■ Passage provided
*** Block opens ***
Science briefs

Moss at the centre of ice-age?

DNA evidence derived from fossilized plant spores supports the view that non-flowering plants colonized land in the middle of the Ordovician period (approximately 470 million years ago), predating the vascular (or flowering) plants by 20-40 million years.

A study published on Feb. 1 in Nature Geoscience suggests that non-vascular plants, like the mosses, may have been responsible for ushering in glaciations of the late Ordovician period, over 444 million years ago.

Moss grows in low-lying, damp areas and, along with some lichen and many other vascular and non-vascular plants, thriving on the mineral components bound-up in rocks. Terrestrial plants have specially adapted ways of speeding-up the rate at which these nutrients are broken down from rocks — a process known as weathering — and made-available in the form of minerals. Specifically, the mineral silicate has been linked to decreased CO2 levels and a global cooling between 400 and 360 million years ago.

This observation lead scientists Timothy M. Lenton et al. to question whether the distant ancestors of mosses were particularly involved in the chemical-weathering processes associated with the initiation of a cooling epoch that began in the Ordovician. “Given their need to access rock-bound minerals, we suggest that these first colonizers actually caused a substantial change in chemical weathering, with a significant impact on the global carbon cycle and climate,” remarked Lenton et al. in the study.
*** Block closes ***
■ Provided records
*** Block opens ***
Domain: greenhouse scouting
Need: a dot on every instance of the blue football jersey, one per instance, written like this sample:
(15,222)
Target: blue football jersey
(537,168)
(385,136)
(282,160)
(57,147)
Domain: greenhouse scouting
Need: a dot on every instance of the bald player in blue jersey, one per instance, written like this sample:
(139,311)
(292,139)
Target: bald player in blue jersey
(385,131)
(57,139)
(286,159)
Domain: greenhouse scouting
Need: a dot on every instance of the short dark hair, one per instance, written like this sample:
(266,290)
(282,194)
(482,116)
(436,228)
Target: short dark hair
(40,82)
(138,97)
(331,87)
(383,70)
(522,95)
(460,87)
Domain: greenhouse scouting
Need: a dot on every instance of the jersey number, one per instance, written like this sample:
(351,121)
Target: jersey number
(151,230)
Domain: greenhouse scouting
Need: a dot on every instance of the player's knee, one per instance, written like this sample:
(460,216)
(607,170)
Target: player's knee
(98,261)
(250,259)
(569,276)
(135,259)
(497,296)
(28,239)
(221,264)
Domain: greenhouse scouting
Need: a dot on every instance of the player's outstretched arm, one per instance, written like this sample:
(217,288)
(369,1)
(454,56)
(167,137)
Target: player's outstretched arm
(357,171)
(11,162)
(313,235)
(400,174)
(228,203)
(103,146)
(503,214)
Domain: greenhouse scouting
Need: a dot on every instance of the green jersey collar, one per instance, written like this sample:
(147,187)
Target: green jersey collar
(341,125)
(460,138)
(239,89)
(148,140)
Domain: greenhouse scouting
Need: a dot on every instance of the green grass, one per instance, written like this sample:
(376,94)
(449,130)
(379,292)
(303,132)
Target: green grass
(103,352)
*** Block closes ***
■ List of tasks
- A) According to the science brief, which journal published the study on Feb. 1?
- B) Write out the part of the science brief that begins with "Science briefs" and ends with "444 million years ago.", copying it word for word.

■ Expected results
- A) Nature Geoscience

- B)
Science briefs

Moss at the centre of ice-age?

DNA evidence derived from fossilized plant spores supports the view that non-flowering plants colonized land in the middle of the Ordovician period (approximately 470 million years ago), predating the vascular (or flowering) plants by 20-40 million years.

A study published on Feb. 1 in Nature Geoscience suggests that non-vascular plants, like the mosses, may have been responsible for ushering in glaciations of the late Ordovician period, over 444 million years ago.